### WORK TO BE COMPLETED:
Take the lines below beginning at the line that has "Locate the pea" and stopping after the line that has "Locate the wooden dining chair", and print them exactly as they are, with no other lines.

#### DATASET RECORDS ####

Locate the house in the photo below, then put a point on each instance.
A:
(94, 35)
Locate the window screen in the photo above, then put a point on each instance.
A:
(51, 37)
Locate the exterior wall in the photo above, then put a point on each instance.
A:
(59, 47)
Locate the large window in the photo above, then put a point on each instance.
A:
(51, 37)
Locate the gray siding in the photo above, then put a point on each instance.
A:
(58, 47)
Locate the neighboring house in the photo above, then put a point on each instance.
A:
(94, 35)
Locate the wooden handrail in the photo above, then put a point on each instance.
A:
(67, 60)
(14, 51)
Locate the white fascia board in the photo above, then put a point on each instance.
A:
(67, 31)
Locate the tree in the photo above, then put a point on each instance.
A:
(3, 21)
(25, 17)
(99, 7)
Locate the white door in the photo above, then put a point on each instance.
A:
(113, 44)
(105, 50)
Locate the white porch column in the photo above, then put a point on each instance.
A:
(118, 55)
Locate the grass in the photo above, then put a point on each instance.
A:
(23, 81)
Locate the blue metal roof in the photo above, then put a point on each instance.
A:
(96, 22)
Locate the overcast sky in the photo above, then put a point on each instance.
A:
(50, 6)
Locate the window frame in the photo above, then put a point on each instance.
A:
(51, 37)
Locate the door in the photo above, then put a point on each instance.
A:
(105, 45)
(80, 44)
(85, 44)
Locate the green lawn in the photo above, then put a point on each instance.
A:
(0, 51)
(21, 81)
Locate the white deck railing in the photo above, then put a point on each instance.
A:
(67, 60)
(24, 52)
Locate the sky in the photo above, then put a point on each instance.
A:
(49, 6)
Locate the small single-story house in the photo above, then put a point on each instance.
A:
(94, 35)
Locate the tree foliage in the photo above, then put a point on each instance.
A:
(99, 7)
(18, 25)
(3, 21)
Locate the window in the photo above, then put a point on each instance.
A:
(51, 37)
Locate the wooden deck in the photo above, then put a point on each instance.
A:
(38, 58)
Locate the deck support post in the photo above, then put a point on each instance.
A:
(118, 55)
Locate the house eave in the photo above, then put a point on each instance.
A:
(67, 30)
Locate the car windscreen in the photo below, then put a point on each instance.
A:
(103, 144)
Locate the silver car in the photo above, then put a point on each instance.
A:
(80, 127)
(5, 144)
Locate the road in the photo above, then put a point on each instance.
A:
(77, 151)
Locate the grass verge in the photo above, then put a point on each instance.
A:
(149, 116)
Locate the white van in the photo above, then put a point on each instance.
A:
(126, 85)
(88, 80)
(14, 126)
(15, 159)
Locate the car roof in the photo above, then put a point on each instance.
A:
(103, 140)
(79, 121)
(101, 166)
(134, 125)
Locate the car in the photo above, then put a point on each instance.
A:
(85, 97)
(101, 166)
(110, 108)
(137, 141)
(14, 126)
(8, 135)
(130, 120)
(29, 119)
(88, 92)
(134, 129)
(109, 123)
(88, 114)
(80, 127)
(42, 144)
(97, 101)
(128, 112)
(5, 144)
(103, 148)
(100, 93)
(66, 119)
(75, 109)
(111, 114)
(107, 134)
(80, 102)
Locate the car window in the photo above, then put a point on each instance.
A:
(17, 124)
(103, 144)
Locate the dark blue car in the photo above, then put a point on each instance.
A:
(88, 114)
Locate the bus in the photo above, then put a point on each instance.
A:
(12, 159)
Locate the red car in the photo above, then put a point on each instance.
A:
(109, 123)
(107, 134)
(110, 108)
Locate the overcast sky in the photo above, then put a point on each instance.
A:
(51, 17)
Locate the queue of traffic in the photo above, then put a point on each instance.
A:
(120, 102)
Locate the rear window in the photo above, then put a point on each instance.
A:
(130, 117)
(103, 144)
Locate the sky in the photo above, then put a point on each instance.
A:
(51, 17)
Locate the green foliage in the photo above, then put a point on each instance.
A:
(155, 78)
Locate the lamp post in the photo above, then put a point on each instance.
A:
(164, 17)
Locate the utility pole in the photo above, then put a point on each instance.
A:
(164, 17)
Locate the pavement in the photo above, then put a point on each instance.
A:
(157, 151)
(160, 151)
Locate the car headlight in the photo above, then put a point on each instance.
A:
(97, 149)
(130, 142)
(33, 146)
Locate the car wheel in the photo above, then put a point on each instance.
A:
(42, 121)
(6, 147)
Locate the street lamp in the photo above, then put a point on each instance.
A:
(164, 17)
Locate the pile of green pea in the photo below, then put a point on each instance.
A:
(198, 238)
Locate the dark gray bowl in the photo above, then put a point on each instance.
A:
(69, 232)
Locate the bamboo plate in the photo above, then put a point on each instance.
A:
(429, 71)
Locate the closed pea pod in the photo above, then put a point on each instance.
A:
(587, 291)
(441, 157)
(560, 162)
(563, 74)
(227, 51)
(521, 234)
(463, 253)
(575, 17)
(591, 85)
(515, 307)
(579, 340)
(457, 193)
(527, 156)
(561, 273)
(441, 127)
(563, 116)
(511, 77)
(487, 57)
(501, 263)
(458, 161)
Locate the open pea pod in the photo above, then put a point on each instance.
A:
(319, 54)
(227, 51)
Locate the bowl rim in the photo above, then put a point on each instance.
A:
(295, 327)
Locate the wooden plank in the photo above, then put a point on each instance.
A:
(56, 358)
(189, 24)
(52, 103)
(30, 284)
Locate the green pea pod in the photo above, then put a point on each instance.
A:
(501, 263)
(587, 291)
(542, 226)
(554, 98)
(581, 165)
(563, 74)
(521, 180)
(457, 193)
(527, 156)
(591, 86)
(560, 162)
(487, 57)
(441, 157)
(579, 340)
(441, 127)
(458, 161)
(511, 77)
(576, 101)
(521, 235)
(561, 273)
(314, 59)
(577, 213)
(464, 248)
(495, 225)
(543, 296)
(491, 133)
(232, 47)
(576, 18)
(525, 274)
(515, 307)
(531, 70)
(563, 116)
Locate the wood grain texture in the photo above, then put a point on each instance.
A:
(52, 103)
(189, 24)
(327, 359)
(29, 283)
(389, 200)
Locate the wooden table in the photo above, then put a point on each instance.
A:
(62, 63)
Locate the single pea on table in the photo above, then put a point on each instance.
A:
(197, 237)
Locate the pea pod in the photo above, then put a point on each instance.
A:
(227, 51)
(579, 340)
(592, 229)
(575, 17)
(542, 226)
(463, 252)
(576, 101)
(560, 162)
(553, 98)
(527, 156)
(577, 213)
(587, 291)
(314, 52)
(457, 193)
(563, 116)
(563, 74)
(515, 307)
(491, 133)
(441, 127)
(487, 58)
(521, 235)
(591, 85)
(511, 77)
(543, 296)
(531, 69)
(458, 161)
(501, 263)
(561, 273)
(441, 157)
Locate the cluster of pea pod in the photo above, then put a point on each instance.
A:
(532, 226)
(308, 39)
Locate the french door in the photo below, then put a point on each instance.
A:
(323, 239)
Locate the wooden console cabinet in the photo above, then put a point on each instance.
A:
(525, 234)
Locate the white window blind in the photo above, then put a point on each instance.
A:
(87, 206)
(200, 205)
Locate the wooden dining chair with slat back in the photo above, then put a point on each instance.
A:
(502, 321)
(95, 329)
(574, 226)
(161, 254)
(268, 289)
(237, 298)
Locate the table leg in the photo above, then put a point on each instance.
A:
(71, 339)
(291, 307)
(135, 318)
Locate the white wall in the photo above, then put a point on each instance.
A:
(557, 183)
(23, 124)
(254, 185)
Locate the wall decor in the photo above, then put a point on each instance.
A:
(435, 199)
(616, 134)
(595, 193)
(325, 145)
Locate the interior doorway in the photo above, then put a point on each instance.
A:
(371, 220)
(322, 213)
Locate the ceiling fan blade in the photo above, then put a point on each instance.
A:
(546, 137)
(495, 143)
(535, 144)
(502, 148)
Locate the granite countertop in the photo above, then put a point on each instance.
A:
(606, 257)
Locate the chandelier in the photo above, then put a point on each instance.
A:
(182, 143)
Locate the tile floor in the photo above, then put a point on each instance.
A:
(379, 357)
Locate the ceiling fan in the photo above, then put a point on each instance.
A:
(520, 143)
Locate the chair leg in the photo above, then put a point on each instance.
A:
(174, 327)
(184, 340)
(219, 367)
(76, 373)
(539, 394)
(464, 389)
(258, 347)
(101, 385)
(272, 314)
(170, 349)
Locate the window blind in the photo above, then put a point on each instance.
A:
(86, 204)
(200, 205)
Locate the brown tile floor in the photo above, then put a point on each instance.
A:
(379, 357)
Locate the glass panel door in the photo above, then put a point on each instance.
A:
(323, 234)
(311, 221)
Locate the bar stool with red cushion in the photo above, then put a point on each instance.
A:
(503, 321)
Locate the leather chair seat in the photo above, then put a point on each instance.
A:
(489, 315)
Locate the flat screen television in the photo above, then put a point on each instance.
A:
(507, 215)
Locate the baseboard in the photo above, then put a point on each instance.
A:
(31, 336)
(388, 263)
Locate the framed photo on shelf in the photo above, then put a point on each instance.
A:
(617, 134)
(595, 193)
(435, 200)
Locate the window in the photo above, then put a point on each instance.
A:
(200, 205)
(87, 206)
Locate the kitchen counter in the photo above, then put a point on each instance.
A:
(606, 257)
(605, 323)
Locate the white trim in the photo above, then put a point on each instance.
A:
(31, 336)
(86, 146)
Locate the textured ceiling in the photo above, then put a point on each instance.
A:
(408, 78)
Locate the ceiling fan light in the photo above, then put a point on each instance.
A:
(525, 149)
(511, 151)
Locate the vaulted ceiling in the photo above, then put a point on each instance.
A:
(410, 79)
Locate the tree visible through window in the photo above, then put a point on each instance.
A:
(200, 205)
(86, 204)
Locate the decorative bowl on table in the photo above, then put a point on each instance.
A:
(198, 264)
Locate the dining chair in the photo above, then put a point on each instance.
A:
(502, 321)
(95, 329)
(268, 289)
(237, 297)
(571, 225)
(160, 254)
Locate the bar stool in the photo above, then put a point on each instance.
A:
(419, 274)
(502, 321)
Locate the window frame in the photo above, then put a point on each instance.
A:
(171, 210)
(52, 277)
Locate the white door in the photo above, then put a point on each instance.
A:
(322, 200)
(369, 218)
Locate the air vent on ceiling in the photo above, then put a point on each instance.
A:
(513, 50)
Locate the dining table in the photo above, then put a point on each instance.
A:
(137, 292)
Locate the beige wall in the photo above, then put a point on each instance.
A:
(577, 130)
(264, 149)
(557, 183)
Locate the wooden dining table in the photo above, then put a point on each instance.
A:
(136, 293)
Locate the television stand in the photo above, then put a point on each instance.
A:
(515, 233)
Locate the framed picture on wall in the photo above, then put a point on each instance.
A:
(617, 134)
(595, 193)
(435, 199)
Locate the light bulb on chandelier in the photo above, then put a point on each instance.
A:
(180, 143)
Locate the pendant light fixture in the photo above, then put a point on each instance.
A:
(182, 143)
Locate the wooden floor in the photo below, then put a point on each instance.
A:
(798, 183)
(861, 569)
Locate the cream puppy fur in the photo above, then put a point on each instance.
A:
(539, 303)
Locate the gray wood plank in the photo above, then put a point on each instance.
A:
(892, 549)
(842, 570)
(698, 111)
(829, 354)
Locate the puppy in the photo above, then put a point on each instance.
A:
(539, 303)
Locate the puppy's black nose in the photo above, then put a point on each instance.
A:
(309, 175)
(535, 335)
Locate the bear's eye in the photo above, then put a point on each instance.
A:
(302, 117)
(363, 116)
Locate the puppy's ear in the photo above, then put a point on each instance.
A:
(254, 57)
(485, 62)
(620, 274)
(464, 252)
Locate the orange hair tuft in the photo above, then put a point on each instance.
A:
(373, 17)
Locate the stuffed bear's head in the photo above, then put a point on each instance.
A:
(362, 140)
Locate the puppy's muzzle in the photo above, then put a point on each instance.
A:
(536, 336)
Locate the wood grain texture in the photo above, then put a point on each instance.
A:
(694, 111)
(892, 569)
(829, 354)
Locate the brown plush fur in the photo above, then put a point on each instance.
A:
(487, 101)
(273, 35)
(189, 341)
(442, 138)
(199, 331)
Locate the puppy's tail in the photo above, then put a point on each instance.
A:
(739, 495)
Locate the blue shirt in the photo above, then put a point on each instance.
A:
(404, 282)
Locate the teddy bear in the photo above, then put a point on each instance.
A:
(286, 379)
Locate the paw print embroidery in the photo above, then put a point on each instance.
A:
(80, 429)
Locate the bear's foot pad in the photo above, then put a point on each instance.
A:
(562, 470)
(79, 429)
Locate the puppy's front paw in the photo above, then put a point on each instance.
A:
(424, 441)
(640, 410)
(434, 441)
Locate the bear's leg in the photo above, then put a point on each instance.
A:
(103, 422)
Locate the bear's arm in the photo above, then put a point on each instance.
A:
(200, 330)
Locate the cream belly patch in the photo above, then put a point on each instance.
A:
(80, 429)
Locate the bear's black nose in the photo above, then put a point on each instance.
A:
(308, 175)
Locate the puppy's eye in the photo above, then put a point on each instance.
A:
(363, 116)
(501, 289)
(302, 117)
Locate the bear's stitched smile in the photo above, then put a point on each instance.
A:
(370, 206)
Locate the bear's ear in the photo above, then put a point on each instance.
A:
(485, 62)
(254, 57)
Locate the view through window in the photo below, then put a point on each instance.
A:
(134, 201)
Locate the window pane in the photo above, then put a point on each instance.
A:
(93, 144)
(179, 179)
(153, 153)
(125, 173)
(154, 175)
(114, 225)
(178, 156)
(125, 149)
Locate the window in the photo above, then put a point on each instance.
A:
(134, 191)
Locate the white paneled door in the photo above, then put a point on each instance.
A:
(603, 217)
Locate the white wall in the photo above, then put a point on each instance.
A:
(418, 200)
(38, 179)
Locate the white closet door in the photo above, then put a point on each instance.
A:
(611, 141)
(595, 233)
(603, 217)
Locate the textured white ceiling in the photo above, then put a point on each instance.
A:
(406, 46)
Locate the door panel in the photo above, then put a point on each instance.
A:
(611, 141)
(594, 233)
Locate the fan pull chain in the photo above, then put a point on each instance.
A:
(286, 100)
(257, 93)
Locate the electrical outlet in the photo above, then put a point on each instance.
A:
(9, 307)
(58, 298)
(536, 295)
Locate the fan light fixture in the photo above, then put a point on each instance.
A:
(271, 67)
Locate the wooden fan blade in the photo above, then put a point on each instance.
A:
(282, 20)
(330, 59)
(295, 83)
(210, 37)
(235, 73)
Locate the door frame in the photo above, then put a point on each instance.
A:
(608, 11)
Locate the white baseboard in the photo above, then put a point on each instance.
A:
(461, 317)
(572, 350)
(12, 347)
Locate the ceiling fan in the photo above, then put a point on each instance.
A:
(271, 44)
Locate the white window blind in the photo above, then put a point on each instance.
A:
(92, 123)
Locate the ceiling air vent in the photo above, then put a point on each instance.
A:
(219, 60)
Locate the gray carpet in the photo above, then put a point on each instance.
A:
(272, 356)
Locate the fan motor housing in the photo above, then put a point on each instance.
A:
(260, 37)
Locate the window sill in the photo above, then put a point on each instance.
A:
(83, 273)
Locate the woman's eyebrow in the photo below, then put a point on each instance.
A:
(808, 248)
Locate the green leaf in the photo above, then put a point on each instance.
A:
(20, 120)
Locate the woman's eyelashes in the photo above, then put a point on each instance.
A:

####

### RESULT OF THIS TASK:
Locate the pea pod in the photo above, then put a point on each instance.
A:
(227, 51)
(579, 340)
(592, 229)
(575, 17)
(542, 226)
(463, 252)
(576, 101)
(560, 162)
(553, 98)
(527, 156)
(577, 213)
(587, 291)
(314, 52)
(457, 193)
(563, 116)
(563, 74)
(515, 307)
(491, 133)
(441, 127)
(487, 58)
(521, 235)
(591, 85)
(511, 77)
(543, 296)
(531, 69)
(458, 161)
(501, 263)
(561, 273)
(441, 157)
Locate the cluster of pea pod in the photo above, then put a point on each instance.
A:
(532, 226)
(308, 39)
Locate the french door in the photo below, then put a point on each instance.
A:
(323, 239)
Locate the wooden console cabinet in the photo above, then put a point on each instance.
A:
(525, 234)
Locate the white window blind in the photo above, then put a point on each instance.
A:
(87, 206)
(200, 205)
Locate the wooden dining chair with slat back in the photo above, then put a point on each instance.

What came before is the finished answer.